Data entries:
## START
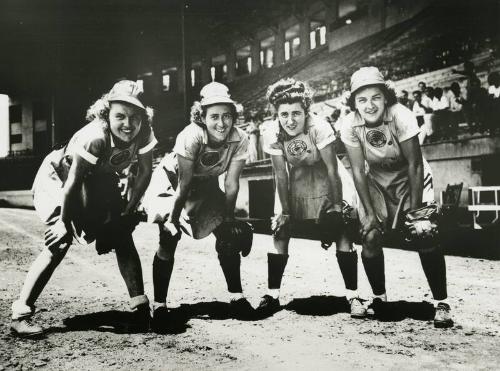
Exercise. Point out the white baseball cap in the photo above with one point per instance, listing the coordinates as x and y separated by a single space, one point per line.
126 91
366 76
214 93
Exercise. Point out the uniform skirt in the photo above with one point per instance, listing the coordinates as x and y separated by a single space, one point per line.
203 210
98 201
310 194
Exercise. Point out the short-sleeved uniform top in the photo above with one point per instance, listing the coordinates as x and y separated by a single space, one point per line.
204 208
95 144
388 168
310 192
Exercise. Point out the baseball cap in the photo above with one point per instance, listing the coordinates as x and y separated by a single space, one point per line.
366 76
214 93
126 91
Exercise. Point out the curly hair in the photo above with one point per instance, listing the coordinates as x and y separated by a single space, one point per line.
387 89
198 112
99 110
288 91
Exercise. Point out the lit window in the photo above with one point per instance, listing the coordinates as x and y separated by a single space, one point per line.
322 35
140 83
193 77
166 82
312 39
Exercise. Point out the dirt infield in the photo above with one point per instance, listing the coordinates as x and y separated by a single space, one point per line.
86 299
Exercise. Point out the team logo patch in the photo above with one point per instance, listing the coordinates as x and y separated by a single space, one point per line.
296 147
376 138
120 157
209 158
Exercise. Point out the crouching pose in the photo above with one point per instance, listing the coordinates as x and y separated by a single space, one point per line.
186 182
311 184
76 194
384 134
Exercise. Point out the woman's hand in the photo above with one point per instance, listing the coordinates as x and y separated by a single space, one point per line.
172 226
57 234
279 221
370 223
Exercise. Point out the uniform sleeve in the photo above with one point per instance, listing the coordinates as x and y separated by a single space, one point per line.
406 123
189 142
148 142
322 133
347 133
270 139
241 151
91 145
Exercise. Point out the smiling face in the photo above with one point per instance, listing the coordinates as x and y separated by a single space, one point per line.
124 121
219 121
370 102
292 118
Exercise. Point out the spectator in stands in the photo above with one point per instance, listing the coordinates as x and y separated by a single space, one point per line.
469 72
383 133
423 114
456 103
314 189
253 132
475 106
76 194
493 116
184 195
441 119
405 100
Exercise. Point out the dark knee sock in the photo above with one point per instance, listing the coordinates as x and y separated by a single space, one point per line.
435 271
230 264
348 264
276 264
374 268
162 271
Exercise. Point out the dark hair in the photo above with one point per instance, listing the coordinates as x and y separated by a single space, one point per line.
389 94
494 78
198 112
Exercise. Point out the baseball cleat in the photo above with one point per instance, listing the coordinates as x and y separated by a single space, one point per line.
268 306
357 308
159 322
140 319
241 309
25 328
442 318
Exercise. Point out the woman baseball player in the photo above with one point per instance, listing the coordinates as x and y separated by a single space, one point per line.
76 194
384 134
312 185
184 196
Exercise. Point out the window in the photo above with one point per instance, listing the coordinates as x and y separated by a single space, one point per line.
193 77
140 83
166 82
15 113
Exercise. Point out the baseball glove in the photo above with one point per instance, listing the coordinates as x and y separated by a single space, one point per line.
422 223
331 226
236 235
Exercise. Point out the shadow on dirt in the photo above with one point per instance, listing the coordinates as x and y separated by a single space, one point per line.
388 312
119 322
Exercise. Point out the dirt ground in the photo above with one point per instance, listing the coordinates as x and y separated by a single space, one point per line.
86 298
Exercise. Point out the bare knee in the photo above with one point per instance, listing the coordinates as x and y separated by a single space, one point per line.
372 245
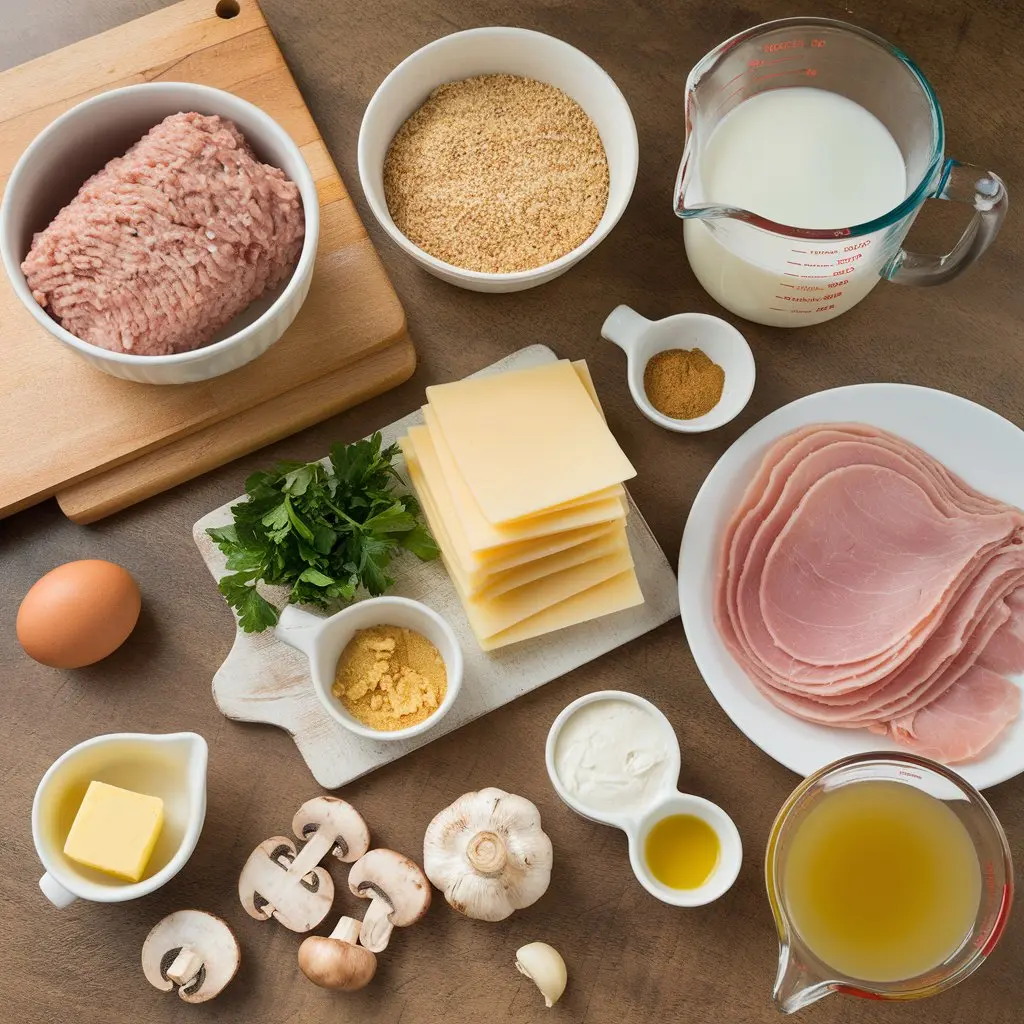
## END
- _EXERCISE_:
Duplicate the data entries above line for line, without any change, and omit the pictures from your copy.

- _EXERCISE SOLUTION_:
Exercise. Point out the white baseball cap in the photo above with one point per instance, listing the coordinates as x and y separated by a single space, one point per line.
126 91
366 76
214 93
Exercise. Point out the uniform skirt in the photo above with one point per instance, listing the coordinates as x and y separated by a single space, one point per line.
203 210
98 201
310 194
Exercise. Point out the short-sleeved uniform top in the photo above with one point per instance, listing the coordinates as x and y separated by a single space, one point per line.
204 208
95 144
388 168
310 192
Exercise. Point out the baseball cap in the photo above with one point per instance, listing the coordinates as x and y separated by a single space, one point per line.
366 76
214 93
126 91
Exercise. Point out the curly hair in the photo above with one point per instance, listing the coordinates as x and y separated by a single space, one point per line.
387 89
198 112
99 110
288 91
Exercise. Point out the lit window in the photo above with one point per instance, listing the coordinates as x and y separated by a single space, one point per line.
322 35
140 83
193 77
166 82
312 39
Exercise. Point out the dirt infield in the photo above with one point per instance, listing the coordinates as x and y separated by a single space, one point per line.
86 299
Exercise. Point out the team logo patch in the photo above with one point per instance, listing the coordinates as x and y separated by a single space, one point per line.
296 147
376 138
120 157
209 158
Exercise. Point out the crouching pose in the photo above with one point per instance, listing the coordinates as x and y separated by a single space, one point per line.
186 182
311 184
76 194
384 134
Exercise. Point out the woman's hand in the photo above with one point per instance, listing the coordinates as x and y separated by a single space, one point per line.
172 226
57 234
279 221
370 223
Exercise. Point out the uniform sleeve in the photo above with one point per instance, listing the coordinates as x and y separated by a single space, one point per line.
406 123
189 142
148 142
322 133
347 133
270 139
241 151
91 145
Exercise. Point out the smiling face in the photo above with one point per instance, listing the coordinates as x and y separated by a single space, one point per line.
124 121
219 121
370 102
292 118
Exercise. Point out the spectator in stands in the photo above with one point per instance, listing the coordinates as x and y separated by a single space, one point per line.
469 72
383 133
423 114
456 103
314 189
253 132
475 106
76 194
493 116
184 195
441 119
405 100
Exercise. Point out the dark knee sock in the photo above with one point per instance, listing the coordinates as x and y separated by a single space, one point per line.
435 271
230 264
348 264
276 264
374 268
162 271
Exercise. Point out the dark hair in the photo above with one point per instance, listing the coordinates as x and y separated by a single space, one point per line.
389 94
494 78
198 112
Exercise. Point out the baseball cleat in the photo above with one point per instance, listing the coordinates as x and y separated by a single space, one point per line.
268 306
357 308
159 322
140 319
241 309
25 328
442 318
Exercise. Point out the woman baseball player in the photo above with one point per instance, listing the coordinates as x and y separated by a single space, one point per line.
76 194
384 134
312 185
184 196
Exercise. Point out the window in the photo above with one point per instance, listing the coordinates as x and y separated by a single space, one point per line.
193 77
140 83
166 82
15 113
Exercise. Point out the baseball glove in the photo above with one point per instance, listing the coordinates as x and y separated by a single space, one point per line.
422 223
331 226
236 235
Exercise. Point out the shadow on dirt in the photo above with one point per instance, listing the coordinates as x and y separated by a single space, one point per line.
388 312
119 322
Exercise. Point out the dirt ground in the photo above with one point per instance, listing the coordinates as x and y separated by a single space, one point per line.
86 298
Exercise. Point out the bare knee in the photo above with one point per instance, listing the coordinates as x and y separated by a single space, one point per line.
372 245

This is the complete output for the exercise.